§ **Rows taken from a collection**
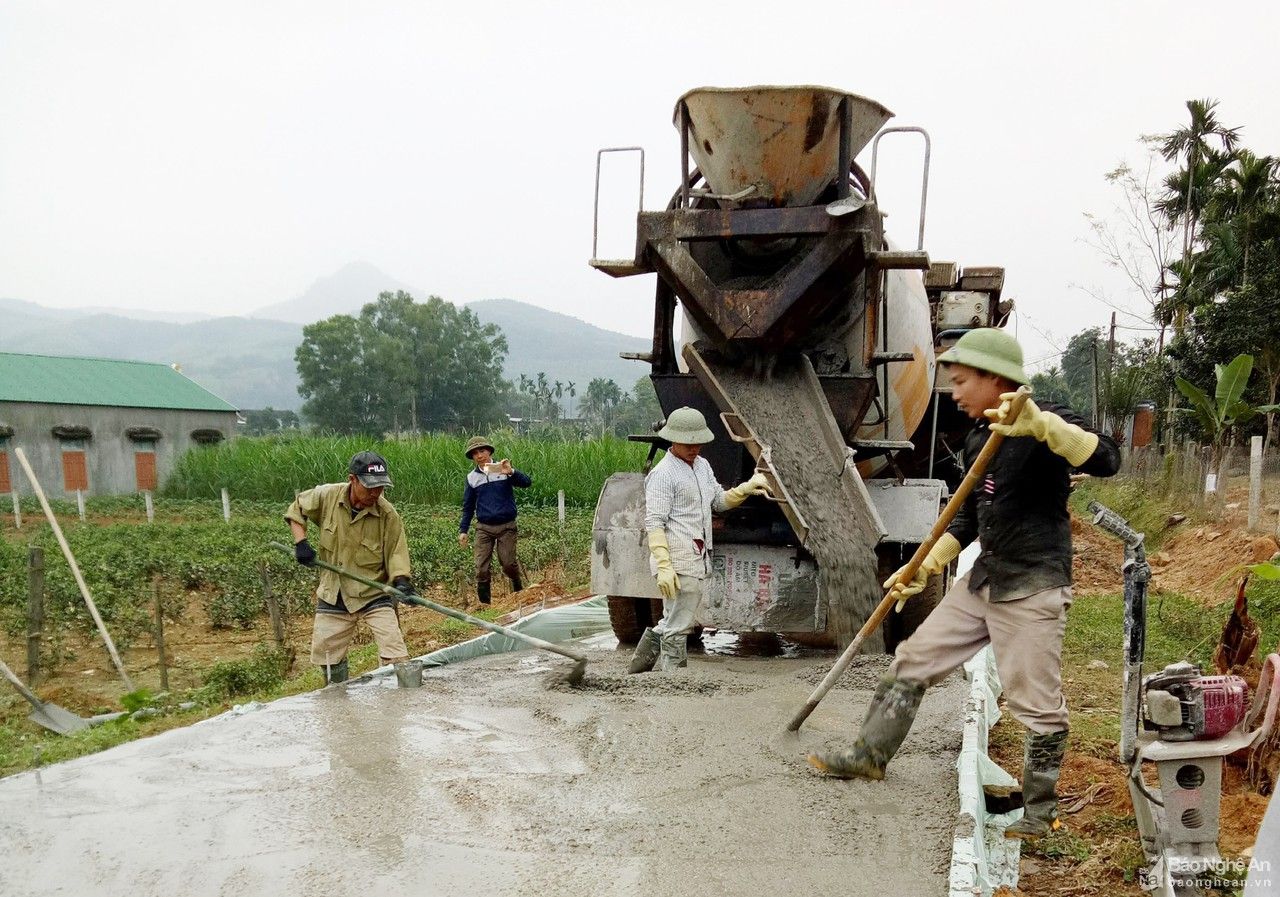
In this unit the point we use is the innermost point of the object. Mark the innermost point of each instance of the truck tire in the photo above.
(630, 617)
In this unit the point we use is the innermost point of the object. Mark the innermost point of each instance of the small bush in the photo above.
(261, 672)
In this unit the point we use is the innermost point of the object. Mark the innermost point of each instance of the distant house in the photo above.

§ **Directions**
Update the rows above by changing every "innermost point" to "center point" and keeping everything else the same. Leave out the pictures.

§ **Response to this exercise**
In this unit the point we use is the center point of the object. Mark the center point of each instance of the truck tire in the photo above.
(630, 617)
In this unit the point we use is the center point of the object. Mark the center point of each instance of the small bush in the photo above.
(261, 672)
In this unit the point we use is the center point of the object. Mark the center point of each instance of the distant house in the photo above.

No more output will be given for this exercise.